◆ Instruction ◆
Without including any pictures, write out the listing below exactly.

[start]

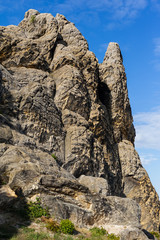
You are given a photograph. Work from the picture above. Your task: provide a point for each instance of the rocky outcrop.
(66, 130)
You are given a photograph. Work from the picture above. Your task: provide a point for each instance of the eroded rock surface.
(66, 130)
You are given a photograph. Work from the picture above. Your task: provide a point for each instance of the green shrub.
(112, 237)
(66, 226)
(98, 231)
(35, 210)
(32, 19)
(53, 226)
(54, 156)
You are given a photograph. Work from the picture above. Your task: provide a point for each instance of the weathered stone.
(137, 185)
(95, 184)
(66, 131)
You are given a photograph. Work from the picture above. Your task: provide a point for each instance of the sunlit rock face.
(67, 131)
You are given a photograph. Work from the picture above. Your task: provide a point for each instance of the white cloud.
(147, 126)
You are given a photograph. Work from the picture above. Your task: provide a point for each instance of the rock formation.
(67, 131)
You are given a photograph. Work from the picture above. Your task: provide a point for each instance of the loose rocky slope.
(67, 131)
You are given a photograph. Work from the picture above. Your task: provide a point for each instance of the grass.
(27, 233)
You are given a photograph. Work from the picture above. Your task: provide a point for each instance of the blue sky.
(134, 24)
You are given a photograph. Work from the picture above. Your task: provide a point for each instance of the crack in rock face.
(66, 129)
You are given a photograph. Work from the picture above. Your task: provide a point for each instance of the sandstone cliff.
(67, 131)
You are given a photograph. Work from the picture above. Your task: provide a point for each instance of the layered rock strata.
(67, 131)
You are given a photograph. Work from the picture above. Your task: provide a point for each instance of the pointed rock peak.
(31, 12)
(113, 54)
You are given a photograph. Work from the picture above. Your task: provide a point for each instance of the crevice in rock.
(59, 40)
(104, 94)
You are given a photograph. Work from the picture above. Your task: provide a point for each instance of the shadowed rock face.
(56, 99)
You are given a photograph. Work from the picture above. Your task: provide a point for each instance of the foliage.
(98, 231)
(66, 226)
(112, 237)
(54, 156)
(35, 210)
(156, 234)
(32, 19)
(53, 226)
(31, 235)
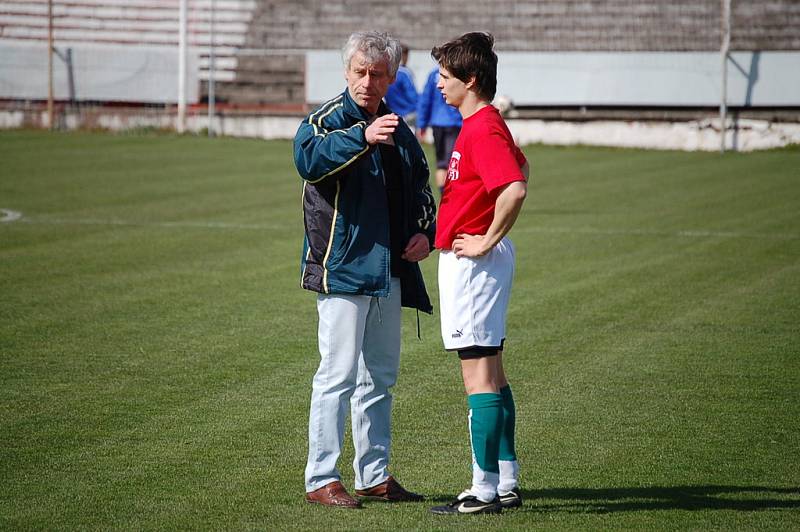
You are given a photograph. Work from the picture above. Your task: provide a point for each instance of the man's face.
(453, 89)
(367, 82)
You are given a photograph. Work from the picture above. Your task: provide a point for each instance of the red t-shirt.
(484, 160)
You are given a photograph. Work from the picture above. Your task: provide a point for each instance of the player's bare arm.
(507, 207)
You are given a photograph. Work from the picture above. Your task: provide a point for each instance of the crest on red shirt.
(452, 169)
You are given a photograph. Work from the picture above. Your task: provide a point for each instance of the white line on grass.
(10, 216)
(652, 232)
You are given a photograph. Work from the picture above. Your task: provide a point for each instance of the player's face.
(367, 82)
(453, 89)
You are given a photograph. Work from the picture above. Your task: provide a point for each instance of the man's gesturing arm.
(506, 209)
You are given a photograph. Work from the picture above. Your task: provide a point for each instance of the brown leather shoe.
(390, 491)
(332, 494)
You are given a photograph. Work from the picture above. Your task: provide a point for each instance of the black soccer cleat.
(469, 504)
(512, 499)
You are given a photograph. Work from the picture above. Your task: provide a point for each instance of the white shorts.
(473, 297)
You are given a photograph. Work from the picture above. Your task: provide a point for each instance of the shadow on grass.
(608, 500)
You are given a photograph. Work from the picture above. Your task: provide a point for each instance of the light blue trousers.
(359, 345)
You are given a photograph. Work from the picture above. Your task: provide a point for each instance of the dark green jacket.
(345, 210)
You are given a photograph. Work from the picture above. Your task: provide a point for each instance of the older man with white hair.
(369, 219)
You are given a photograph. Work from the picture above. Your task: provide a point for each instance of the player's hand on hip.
(470, 246)
(381, 128)
(418, 248)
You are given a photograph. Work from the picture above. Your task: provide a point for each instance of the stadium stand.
(262, 47)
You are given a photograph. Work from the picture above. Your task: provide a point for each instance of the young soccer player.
(485, 187)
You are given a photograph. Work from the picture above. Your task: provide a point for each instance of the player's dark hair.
(471, 55)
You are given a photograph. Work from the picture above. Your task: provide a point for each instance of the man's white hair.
(376, 46)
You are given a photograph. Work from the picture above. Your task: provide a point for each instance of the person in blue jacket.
(443, 119)
(402, 94)
(369, 218)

[end]

◆ Problem solution ◆
You are given a photograph. Work from the picture above. Your task: provide a point for each instance of the rocky outcrop.
(66, 130)
You are given a photograph. Work from the picture above. Your task: provide a point for each instance of the eroded rock surface.
(66, 130)
You are given a photograph. Work from the picture above. Your task: provide a point for each instance of the green shrub.
(112, 237)
(66, 226)
(98, 231)
(35, 210)
(32, 19)
(53, 226)
(54, 156)
You are given a photograph. Work from the picture above. Your task: provide a point for each instance of the weathered stone.
(137, 185)
(95, 184)
(66, 131)
You are given a photograph. Work from the picture above. Your task: provide a point for each instance of the sunlit rock face.
(67, 131)
You are given a photograph. Work from the picture above. Your task: provide a point for each instance of the white cloud.
(147, 126)
You are given a photograph. Work from the picture above. Your task: provide a point for each instance of the rock formation.
(67, 131)
You are given a photograph. Work from the picture above. Your task: provide a point for each instance of the loose rocky slope.
(67, 131)
You are given a photograph. Work from the picture above. Your task: provide a point for each instance of the grass.
(27, 233)
You are given a photograph. Work from the picture above. Your task: provide a point for each instance of the blue sky.
(134, 24)
You are given a photograph. Work from the picture above. Your task: provide a point for each instance of the crack in rock face.
(66, 129)
You are given a photograph. Work from the picture above. Your task: provide a point for each instance of the sandstone cliff.
(67, 131)
You are given a photograph. Work from the picture above. Your task: provide a point for each instance of the layered rock strata.
(67, 131)
You are given a photograph. Work from the picture above. Your task: provide a point for each instance of the pointed rock peak.
(31, 12)
(113, 54)
You are given a photograph. Work from the picture above. Your task: provide a point for each instance of the crevice in rock.
(59, 40)
(104, 94)
You are given a photograph. Work from the picture above. Your task: provide a point for each instance of the shadowed rock face.
(56, 99)
You are given a photograph. Work from the picture above. Your task: provide a point for each instance of the foliage.
(98, 231)
(66, 226)
(112, 237)
(54, 156)
(35, 210)
(156, 234)
(32, 19)
(53, 226)
(31, 235)
You are given a photograph. Work from the picture above. Your task: provide a point for each instance of the man's face.
(453, 89)
(367, 82)
You are given a photograph. Work from the picture above. Your task: provide a point for each instance of the red t-shirt.
(484, 160)
You are given a photograph. Work from the picture above. Your task: provide a point for each instance of the player's bare arm.
(507, 207)
You are given a photograph. Work from the picture above. Your task: provide a point for each instance of the crest on red shirt.
(452, 169)
You are given a photograph. Work from the picture above. Your task: provide a point for each instance of the white line on grass.
(10, 216)
(652, 232)
You are given a photograph. Work from the picture above. Your task: provide a point for each instance of the player's face.
(367, 82)
(453, 89)
You are given a photograph. Work from the picture above. Your task: provide a point for each instance of the man's gesturing arm.
(506, 209)
You are given a photograph. Work from the picture above. Your task: provide a point for each instance of the brown leather shoe.
(390, 491)
(332, 494)
You are given a photograph. Work from the picture above. Your task: provide a point for each instance of the black soccer cleat.
(469, 504)
(512, 499)
You are given a photograph. Work from the picture above. Your task: provide a point for each instance of the white shorts.
(473, 297)
You are given a photograph. Work from the picture above. Your task: provide a point for each instance of the shadow on grass.
(608, 500)
You are given a photograph. Work from the picture above. Your task: provide a point for each instance of the light blue trousers.
(359, 345)
You are given a photograph. Work from the picture above. Your task: provide a point for each instance of the dark green jacket.
(345, 210)
You are given a photograph. Work from the picture above. Your task: provide a point for each instance of the older man with white hair.
(369, 219)
You are given a photograph. Work from the picture above. Your task: provide a point for each instance of the player's hand on hip.
(470, 246)
(381, 128)
(418, 248)
You are given a photograph. Work from the picture above. Your task: provide a point for each instance of the stadium stand.
(262, 47)
You are given a photograph. Work from the picture above. Your task: provide a point for each instance of the young soccer player.
(485, 187)
You are given a photograph. Work from the picture above. Your task: provide a point for each instance of the player's dark hair.
(471, 55)
You are given a photograph. Work from the picture above. Your task: provide a point for each instance of the man's white hair.
(376, 46)
You are given a photograph. Work from the picture above. Your task: provide a point for each instance of the person in blue jacket.
(443, 119)
(402, 94)
(369, 218)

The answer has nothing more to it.